▶ _REQUIRED TASK_
Scale the data below, copying every line from the one containing "Identify the human hand" up to and including the final line, requests included. Multiply each point coordinate in the answers by 1.8 and round to whole numbers with halves rounded up, leaving the numbers in the requests and their format samples unchanged.

--- --- ---

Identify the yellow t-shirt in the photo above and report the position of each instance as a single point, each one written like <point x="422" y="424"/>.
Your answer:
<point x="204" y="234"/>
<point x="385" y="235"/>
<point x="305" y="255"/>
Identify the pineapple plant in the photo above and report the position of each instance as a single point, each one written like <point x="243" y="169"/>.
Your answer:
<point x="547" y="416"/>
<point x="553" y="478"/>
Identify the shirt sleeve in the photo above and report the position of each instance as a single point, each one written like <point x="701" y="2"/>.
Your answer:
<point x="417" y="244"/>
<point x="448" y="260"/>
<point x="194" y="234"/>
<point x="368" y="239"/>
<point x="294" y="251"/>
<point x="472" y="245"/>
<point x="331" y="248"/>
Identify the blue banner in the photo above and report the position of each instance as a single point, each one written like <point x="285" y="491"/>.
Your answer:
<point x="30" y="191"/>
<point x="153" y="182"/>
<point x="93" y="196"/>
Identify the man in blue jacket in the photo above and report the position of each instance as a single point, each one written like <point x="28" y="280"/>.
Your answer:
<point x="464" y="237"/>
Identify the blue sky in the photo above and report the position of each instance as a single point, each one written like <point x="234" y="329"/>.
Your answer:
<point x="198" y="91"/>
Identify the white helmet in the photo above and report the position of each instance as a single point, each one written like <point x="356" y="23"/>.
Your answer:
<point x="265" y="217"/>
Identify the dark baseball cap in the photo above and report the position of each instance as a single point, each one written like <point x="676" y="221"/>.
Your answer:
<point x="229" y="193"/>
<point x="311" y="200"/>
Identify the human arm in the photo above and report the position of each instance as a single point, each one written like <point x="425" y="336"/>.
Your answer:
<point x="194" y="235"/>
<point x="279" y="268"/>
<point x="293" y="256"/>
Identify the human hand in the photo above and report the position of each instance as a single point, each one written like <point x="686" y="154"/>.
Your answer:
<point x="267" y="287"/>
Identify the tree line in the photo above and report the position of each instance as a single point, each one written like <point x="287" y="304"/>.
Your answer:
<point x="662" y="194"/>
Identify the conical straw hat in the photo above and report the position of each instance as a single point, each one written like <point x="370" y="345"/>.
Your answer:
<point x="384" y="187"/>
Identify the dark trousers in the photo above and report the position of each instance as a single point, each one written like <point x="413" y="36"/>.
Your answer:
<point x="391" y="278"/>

--- --- ---

▶ _REPLY_
Identify the human hand in the photo above and report the position of each instance as a single point, each one written like <point x="686" y="154"/>.
Your answer:
<point x="481" y="517"/>
Identify the tree line in the photo above and report the position of each instance as a single point, each one written like <point x="287" y="304"/>.
Your answer:
<point x="1192" y="349"/>
Identify the conical straw hat in the photo above and report the position of each instance as a single point, each one written like <point x="370" y="345"/>.
Your answer:
<point x="691" y="337"/>
Identify the dark trousers in the photo above and report the position of each instance as a single point, each one written like <point x="413" y="36"/>.
Your answer:
<point x="704" y="500"/>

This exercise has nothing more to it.